TEXT SEGMENT.
▶
C.M. Mayo: Well, you must get people who are very knowledgeable. I mean, I’m pretty clueless. I’m just like describing the things I see, but you must get people who are really experts coming in here.

Paul Graybeal: Maybe once a month or so I’ll get somebody that’s…well, you know still I’m on the front street in my retail store, and I’m really off the beaten path.

C.M. Mayo: Well, not completely, because anybody who comes into Marfa is going to by your store. You’re right on highway 90.

Paul Graybeal: Still, it’s a town of three thousand people and we don’t have skiing. You know the only attractions we have are the Ballroom and the Chinati. Of course, we’re between the parks, so I’ve always maintained a good track record with people visiting the natural beauty of the area and Marfa Lights. We have a very specific attraction, which I don’t always get the people visiting the Donald Judd Foundation, let’s say. You know, a person interested in minimal art might not stop at a rock shop with skulls hanging on his back fence. That’s not hot art. [LAUGHS]

C.M. Mayo: Well, but some of the jewelry you make is extraordinary. I saw it on the website.

Paul Graybeal: Getting to use our local stones makes us quite unique and if you like the style that I do then I do have a niche. And if you’d like to see the outside for a little bit…

C.M. Mayo: Sure, but before we go outside could I quick ask you what are these? They’re green stones beautifully polished with lots of little bubbles in them.

Paul Graybeal: They call this ocean jasper. It’s from Madagascar and you can see some big slabs over there. They come in big granite-like rocks and here in the last five or six years have been highly promoted at the shows and it’s a good seller. So little orbs, sometimes they’re little crystal structures that make it look like flowers around a dot in the stone, that’s kind of a common pattern. They’re not exceptional for cabochons because they end up having little pockets with small druzy crystal in them.

C.M. Mayo: They’re lovely to display or to use as a paperweight.

Paul Graybeal: Right. A worry stone. This here, there about two bags of these and I’m down to six of them, but they’re inexpensive and that’s the nice thing about having the shop that I can have things that kids can afford and parents can bring their kids in and give them five bucks or 20 bucks each and about half-an-hour, that kind of thing.
◀
EXERCISE INSTRUCTIONS.
1. Substitute "orbicular jasper" for "ocean jasper" and write out the rock shop interview from "C.M. Mayo: Sure, but" up to and including "as a paperweight.".
2. Proceed with the rock shop interview from its last line.

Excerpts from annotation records
▶
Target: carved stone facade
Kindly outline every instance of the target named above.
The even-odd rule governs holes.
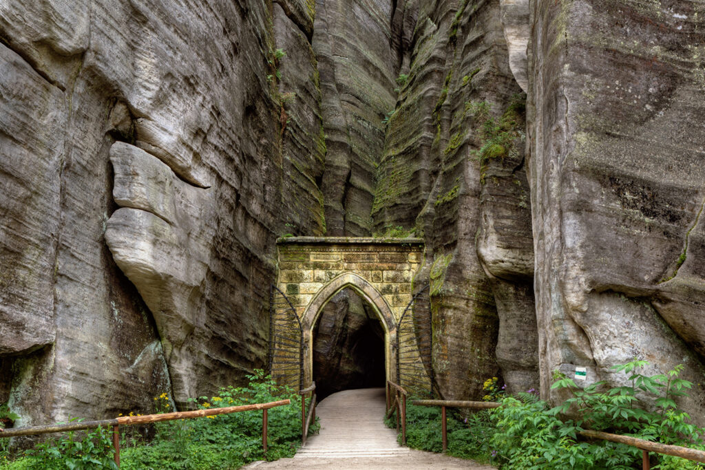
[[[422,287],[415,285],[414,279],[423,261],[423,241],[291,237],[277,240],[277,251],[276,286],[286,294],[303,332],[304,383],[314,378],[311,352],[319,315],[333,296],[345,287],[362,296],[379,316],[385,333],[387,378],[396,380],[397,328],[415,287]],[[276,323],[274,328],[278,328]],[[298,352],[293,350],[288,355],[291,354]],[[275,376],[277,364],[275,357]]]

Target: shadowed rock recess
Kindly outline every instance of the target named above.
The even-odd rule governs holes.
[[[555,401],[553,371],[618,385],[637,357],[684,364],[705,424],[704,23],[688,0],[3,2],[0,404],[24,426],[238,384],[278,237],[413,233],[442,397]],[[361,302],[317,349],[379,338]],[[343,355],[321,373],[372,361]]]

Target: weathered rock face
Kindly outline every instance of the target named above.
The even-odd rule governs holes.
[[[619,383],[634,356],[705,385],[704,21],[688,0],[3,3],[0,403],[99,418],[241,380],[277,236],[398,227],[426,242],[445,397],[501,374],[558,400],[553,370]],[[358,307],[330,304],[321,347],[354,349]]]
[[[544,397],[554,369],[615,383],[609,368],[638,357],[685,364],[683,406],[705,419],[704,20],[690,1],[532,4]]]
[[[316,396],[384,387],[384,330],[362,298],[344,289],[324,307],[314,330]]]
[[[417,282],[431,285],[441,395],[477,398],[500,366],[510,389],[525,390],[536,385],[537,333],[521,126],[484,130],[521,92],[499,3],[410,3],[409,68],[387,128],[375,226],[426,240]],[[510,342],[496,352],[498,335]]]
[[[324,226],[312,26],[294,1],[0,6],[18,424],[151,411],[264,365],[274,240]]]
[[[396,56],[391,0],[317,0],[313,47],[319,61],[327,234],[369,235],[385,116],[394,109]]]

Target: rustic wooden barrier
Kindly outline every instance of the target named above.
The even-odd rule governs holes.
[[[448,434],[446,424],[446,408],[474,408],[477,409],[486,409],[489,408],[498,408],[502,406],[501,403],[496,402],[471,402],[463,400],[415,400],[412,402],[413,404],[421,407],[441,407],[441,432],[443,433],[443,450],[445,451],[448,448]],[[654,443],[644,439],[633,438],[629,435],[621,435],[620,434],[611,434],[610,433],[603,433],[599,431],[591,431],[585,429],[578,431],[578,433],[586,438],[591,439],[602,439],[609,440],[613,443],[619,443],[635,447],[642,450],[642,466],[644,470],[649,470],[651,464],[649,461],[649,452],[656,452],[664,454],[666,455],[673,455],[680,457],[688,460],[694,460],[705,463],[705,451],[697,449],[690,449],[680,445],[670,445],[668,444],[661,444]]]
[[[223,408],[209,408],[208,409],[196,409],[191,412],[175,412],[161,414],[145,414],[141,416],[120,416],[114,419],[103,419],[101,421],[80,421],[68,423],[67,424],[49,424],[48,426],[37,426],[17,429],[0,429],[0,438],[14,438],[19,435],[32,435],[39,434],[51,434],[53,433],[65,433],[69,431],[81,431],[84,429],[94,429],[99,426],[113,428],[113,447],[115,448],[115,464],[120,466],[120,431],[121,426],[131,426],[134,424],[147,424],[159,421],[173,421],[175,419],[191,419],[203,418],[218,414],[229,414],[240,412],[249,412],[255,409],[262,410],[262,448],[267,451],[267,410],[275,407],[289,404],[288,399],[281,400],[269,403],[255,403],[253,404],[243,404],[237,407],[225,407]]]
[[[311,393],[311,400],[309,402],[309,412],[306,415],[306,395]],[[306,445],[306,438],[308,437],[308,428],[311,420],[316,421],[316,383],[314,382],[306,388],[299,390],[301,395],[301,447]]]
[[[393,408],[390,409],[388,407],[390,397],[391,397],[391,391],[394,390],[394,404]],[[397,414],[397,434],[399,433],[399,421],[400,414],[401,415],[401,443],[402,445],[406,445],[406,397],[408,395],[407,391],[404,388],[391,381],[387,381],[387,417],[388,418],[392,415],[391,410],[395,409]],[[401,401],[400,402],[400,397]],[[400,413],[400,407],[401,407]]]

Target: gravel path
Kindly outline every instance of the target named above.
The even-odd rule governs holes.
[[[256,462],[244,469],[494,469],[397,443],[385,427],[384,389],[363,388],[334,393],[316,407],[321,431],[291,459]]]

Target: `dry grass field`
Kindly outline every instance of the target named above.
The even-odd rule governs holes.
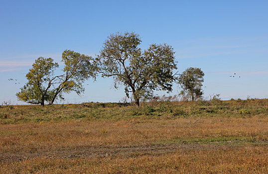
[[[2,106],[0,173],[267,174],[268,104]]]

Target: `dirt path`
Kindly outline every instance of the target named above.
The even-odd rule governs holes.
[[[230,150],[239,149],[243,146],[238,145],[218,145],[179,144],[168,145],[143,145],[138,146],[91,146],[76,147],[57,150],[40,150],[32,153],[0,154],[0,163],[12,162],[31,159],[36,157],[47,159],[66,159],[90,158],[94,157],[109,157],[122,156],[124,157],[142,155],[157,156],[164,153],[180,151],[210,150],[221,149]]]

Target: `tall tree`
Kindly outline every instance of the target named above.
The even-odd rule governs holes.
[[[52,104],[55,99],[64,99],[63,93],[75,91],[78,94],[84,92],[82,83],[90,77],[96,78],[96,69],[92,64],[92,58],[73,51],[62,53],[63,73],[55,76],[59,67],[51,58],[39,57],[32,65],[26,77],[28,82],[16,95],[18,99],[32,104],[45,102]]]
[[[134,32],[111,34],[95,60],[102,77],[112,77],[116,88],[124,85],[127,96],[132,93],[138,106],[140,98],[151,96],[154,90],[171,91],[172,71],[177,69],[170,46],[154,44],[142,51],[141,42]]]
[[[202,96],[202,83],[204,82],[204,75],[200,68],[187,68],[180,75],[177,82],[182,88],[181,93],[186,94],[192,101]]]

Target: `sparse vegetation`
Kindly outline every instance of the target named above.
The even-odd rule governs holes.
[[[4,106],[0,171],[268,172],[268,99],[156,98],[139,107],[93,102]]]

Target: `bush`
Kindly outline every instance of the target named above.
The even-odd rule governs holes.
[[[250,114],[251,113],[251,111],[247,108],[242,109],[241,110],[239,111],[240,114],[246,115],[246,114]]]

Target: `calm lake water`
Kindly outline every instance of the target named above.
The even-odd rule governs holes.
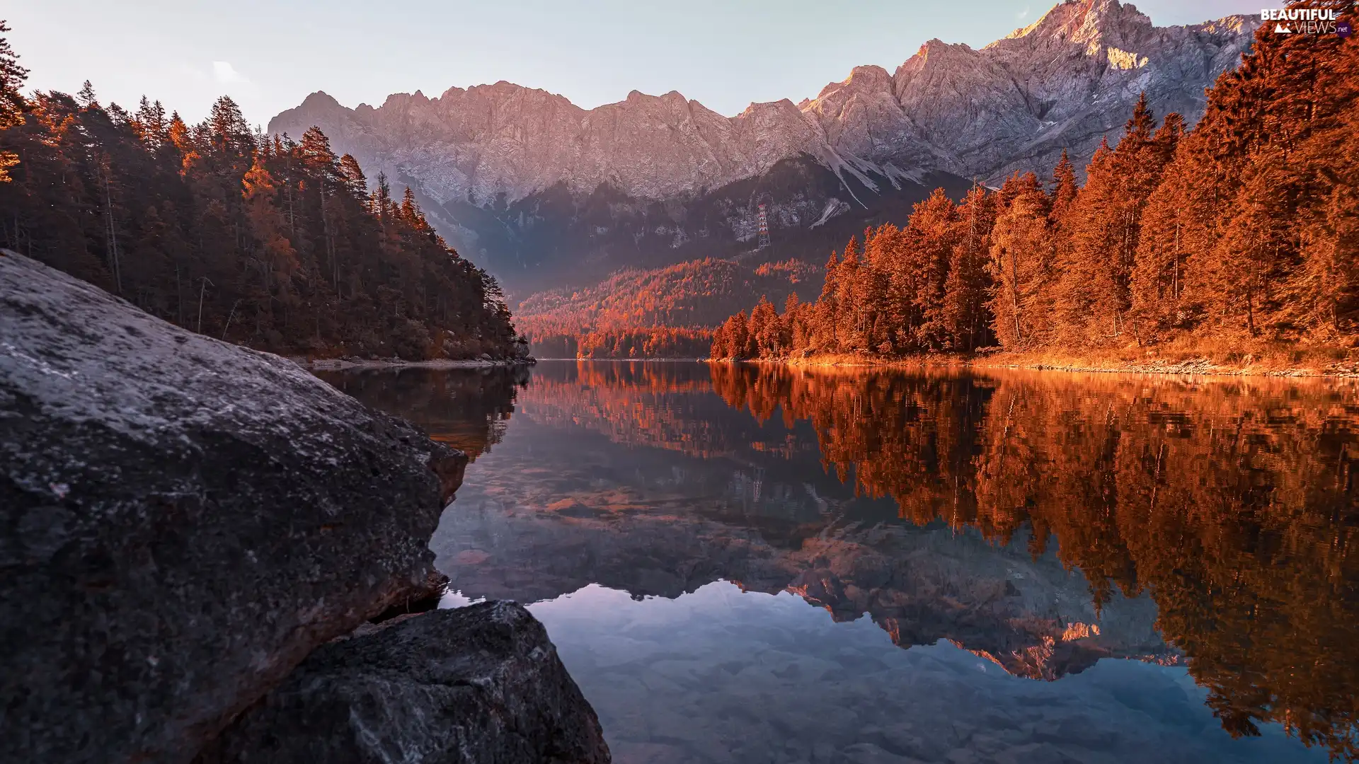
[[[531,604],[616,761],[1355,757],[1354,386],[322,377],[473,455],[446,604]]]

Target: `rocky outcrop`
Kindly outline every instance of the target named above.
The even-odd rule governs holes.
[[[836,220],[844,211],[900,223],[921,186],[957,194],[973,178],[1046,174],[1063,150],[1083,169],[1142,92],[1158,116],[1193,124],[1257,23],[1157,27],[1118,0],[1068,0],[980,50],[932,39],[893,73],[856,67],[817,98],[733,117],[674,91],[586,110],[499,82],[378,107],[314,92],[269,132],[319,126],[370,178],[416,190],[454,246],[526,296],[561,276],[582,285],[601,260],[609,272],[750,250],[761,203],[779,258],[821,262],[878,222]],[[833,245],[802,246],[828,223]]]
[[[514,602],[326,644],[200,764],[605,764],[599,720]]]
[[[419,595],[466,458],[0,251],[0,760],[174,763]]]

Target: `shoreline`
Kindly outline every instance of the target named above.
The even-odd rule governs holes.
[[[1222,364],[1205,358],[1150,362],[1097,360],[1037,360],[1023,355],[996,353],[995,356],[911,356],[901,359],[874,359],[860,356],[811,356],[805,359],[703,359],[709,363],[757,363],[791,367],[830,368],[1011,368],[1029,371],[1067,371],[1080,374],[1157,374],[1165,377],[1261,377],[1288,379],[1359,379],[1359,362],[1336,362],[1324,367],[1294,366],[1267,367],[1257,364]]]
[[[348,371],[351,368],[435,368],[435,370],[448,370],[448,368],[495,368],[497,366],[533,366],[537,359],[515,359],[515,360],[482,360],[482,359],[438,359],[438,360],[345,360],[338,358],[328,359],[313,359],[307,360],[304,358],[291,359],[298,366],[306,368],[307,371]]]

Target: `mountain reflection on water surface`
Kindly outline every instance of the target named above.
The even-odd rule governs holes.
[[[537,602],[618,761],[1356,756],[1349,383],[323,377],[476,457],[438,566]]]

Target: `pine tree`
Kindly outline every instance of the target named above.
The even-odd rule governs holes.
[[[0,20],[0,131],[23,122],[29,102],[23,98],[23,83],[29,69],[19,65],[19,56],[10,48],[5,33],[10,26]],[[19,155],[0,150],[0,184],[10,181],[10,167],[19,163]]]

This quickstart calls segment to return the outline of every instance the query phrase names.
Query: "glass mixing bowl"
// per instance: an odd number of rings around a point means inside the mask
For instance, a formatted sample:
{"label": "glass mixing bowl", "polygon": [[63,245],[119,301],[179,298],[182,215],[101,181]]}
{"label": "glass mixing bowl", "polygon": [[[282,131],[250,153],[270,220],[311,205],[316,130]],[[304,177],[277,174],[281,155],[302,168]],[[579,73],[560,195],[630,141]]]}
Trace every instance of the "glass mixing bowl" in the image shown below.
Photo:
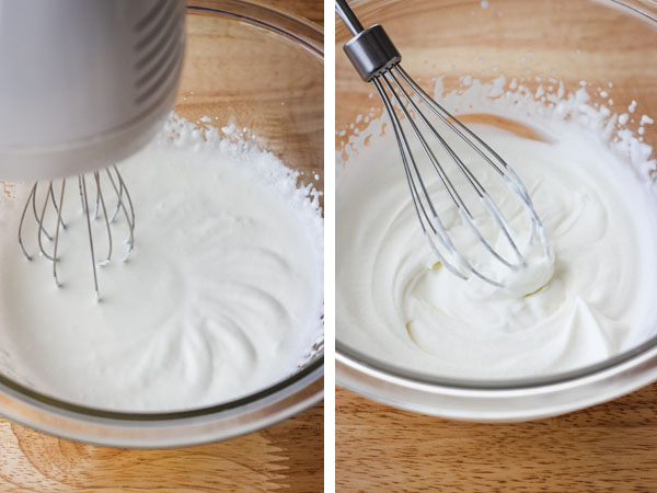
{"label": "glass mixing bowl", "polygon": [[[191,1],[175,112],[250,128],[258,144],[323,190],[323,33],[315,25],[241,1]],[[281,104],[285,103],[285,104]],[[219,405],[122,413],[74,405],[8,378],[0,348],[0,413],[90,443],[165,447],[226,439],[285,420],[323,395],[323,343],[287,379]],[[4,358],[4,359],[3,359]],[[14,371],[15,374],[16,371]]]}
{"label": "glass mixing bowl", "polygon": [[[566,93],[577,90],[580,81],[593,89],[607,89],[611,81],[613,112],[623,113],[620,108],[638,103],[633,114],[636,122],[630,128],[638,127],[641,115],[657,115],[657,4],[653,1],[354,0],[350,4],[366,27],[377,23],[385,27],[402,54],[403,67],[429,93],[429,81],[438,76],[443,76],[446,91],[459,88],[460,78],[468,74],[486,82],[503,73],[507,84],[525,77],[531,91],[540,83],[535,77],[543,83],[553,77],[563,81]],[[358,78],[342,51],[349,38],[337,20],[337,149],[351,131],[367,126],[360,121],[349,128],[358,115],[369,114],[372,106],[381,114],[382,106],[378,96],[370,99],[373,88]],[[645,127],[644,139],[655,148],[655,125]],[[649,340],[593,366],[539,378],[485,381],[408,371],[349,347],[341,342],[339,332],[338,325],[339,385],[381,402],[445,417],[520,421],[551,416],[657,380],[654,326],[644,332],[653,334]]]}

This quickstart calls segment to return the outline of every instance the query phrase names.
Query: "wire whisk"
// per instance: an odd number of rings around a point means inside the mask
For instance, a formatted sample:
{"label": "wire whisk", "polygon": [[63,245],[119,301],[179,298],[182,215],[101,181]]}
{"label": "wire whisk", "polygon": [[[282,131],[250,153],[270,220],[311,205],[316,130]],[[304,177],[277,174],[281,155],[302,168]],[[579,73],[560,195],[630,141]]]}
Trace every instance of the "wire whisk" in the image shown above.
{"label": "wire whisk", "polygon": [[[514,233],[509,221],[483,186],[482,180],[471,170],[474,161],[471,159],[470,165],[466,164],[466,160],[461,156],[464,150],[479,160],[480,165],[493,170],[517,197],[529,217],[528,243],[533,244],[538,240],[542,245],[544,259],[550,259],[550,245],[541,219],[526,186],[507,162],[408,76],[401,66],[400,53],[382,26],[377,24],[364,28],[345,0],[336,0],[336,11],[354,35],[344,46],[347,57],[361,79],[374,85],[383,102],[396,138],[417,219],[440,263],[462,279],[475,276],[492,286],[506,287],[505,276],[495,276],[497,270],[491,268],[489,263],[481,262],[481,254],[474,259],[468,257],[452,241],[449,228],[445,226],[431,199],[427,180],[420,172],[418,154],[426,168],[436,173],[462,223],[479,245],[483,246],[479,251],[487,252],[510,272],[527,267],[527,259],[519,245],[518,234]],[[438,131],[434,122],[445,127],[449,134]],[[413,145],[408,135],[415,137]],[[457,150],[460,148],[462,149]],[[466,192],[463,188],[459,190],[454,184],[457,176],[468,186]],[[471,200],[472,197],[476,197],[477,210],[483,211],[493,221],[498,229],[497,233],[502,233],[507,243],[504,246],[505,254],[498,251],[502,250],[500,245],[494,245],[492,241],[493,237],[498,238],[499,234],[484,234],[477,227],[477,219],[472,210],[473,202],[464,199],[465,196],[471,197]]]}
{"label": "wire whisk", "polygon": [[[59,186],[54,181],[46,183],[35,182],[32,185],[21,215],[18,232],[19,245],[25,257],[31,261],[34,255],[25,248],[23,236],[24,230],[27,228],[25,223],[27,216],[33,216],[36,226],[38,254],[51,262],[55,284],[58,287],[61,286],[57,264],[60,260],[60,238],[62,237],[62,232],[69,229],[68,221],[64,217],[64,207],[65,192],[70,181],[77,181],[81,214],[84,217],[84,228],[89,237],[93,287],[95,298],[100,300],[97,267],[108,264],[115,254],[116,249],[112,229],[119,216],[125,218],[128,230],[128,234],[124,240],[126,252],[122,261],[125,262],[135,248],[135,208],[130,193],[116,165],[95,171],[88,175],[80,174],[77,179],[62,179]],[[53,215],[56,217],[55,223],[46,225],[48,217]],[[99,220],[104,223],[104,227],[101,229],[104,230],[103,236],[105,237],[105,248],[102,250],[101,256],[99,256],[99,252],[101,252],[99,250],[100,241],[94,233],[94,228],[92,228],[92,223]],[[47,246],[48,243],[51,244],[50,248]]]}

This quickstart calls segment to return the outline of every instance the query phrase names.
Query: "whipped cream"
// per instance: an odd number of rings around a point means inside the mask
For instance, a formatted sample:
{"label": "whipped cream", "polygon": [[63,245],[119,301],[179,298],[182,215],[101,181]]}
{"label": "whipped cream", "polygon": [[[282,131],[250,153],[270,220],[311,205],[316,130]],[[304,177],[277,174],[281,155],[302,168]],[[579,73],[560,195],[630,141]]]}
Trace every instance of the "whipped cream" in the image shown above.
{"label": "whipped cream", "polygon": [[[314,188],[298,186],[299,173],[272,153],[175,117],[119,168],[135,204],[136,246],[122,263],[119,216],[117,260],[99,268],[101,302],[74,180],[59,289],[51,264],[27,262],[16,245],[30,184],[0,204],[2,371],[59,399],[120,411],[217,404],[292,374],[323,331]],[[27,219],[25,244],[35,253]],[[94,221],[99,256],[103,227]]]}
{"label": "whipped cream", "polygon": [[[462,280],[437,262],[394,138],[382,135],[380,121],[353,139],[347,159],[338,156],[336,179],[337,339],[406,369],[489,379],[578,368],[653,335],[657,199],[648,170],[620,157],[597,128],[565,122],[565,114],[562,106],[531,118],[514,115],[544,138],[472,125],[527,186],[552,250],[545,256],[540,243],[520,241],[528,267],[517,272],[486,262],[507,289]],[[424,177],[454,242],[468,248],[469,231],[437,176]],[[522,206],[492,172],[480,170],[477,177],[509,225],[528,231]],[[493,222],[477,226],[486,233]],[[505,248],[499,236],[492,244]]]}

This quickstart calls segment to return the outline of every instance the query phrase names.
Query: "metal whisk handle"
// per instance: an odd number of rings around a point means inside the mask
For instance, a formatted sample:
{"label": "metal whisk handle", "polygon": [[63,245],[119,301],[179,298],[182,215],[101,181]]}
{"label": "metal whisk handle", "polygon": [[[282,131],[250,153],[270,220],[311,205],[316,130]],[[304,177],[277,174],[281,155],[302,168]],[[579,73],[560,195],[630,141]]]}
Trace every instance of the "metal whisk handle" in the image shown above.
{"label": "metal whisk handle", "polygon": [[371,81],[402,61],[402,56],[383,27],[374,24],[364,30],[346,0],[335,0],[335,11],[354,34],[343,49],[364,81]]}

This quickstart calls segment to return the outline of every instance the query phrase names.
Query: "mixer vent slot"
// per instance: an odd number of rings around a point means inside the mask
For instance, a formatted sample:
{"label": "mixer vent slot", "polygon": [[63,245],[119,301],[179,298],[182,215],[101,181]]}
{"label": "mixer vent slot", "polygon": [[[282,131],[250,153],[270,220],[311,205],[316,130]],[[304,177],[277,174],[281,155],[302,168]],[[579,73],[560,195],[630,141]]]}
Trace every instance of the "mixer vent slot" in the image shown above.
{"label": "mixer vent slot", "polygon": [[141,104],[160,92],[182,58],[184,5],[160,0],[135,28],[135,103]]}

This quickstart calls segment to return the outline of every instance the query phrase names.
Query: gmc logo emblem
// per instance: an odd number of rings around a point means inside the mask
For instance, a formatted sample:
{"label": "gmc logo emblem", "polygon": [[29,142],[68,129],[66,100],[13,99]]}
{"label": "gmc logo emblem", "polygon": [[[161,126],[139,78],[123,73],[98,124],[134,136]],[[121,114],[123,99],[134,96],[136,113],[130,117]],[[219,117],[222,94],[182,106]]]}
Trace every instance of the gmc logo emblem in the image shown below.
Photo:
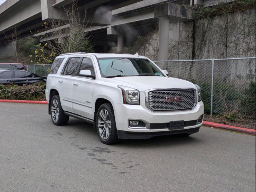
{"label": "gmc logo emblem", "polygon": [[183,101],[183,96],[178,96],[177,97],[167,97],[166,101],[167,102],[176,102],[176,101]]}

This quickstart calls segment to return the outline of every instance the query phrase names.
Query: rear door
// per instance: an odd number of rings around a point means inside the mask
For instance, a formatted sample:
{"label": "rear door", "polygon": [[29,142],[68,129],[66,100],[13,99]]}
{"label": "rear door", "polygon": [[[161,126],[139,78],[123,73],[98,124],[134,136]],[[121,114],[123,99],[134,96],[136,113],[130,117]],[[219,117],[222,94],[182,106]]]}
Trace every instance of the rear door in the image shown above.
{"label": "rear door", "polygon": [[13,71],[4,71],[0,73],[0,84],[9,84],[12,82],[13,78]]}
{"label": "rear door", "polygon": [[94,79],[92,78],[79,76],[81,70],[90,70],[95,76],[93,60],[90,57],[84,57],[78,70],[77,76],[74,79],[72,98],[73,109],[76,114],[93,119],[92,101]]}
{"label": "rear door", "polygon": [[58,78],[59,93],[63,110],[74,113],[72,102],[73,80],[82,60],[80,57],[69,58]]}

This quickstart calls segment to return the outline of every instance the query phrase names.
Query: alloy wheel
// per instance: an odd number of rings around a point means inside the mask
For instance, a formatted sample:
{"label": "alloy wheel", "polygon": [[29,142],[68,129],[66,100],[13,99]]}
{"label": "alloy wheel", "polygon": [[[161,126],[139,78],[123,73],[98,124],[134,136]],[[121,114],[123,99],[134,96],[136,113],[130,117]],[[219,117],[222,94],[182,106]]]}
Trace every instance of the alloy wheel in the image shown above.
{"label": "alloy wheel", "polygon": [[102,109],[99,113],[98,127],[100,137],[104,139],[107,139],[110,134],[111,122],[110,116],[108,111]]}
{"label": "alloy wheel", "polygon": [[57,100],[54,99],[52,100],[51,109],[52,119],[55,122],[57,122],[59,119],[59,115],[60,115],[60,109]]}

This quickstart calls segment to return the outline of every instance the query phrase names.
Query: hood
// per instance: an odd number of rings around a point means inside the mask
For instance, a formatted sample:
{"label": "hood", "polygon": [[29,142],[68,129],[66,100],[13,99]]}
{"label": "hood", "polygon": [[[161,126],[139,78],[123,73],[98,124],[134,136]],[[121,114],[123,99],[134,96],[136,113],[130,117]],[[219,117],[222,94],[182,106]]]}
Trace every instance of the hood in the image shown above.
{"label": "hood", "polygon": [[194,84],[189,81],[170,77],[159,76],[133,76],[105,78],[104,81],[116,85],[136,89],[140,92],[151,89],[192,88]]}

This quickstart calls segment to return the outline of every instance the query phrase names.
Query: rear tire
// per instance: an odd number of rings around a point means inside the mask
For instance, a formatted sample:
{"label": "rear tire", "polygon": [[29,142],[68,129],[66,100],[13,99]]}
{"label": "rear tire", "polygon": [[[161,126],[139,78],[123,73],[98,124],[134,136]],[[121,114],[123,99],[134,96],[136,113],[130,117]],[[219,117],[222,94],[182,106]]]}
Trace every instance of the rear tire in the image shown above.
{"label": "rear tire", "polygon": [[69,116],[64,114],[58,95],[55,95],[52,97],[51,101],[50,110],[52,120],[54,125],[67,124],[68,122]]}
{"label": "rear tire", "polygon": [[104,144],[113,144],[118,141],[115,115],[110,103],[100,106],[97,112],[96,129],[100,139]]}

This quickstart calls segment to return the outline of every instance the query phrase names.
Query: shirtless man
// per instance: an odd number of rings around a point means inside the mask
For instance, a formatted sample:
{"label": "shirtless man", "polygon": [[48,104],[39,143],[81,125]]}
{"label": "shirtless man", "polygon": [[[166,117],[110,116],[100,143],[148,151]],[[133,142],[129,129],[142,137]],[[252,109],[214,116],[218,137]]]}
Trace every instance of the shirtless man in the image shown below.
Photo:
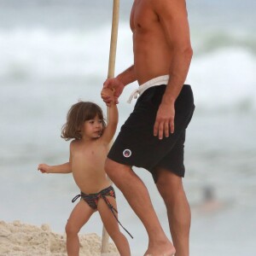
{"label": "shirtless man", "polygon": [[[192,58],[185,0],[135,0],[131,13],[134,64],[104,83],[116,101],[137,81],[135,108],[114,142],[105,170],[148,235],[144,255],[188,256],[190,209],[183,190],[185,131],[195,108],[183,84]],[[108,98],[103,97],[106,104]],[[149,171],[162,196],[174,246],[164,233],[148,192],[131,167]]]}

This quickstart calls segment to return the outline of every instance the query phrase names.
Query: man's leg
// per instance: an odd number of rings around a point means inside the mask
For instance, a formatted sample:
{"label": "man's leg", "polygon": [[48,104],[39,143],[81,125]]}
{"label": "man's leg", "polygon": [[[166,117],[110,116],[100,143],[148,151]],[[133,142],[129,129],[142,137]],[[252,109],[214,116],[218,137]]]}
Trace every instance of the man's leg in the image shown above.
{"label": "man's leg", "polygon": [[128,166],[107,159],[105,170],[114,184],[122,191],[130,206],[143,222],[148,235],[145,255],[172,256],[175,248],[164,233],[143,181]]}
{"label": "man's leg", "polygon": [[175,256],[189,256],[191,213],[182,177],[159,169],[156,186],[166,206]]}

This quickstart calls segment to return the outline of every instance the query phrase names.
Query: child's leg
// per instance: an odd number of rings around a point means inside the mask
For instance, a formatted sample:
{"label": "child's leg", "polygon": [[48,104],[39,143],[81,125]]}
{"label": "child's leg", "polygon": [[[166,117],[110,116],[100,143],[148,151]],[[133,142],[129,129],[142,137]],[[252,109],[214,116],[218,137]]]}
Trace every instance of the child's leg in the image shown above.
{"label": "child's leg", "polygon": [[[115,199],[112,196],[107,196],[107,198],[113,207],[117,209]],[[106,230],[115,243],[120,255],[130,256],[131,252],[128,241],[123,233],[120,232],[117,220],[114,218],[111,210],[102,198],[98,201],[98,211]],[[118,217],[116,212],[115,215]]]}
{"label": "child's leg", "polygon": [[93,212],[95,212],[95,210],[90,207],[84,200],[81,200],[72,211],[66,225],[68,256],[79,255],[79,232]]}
◀
RESULTS FOR THE EXERCISE.
1.
C.M. Mayo: Sure, but before we go outside could I quick ask you what are these? They’re green stones beautifully polished with lots of little bubbles in them.

Paul Graybeal: They call this orbicular jasper. It’s from Madagascar and you can see some big slabs over there. They come in big granite-like rocks and here in the last five or six years have been highly promoted at the shows and it’s a good seller. So little orbs, sometimes they’re little crystal structures that make it look like flowers around a dot in the stone, that’s kind of a common pattern. They’re not exceptional for cabochons because they end up having little pockets with small druzy crystal in them.

C.M. Mayo: They’re lovely to display or to use as a paperweight.

2.
C.M. Mayo: What are your favorite gemstones?

Paul Graybeal: I collect agate. And so my deal there is, I have a nice, it’s small, but it’s a very intense collection. If you wanted to take a look at it, we can go in the house.

C.M. Mayo: That’d be great. We’re passing through the shop where you polish things and you have a lot of different equipment in here.

Paul Graybeal: A couple little trim saws and little grinders and of course, the workbench for the silver.

C.M. Mayo: Where you make your jewelry. And there’s a sign for the Big Bend Gem and Mineral Show.

Paul Graybeal: Those are three years I hosted it.

C.M. Mayo: In 2006, ’07, and ’08?

Paul Graybeal: Yes. I hosted it here in Marfa since I moved back to Alpine. It’s hosted by our gem club, the Big Bend Gem and Mineral Club or Society.

[ROCKS TUMBLING IN MACHINE]

C.M. Mayo: What is this machine doing?

Paul Graybeal: That’s my tumbler. I’ve got rocks in there tumbling away for they call them broke stones. This is a slicer. Some of these I’ll toss in the tumbler for a mass finish. If they’re worth it then I’ll go ahead and grind them into a shape.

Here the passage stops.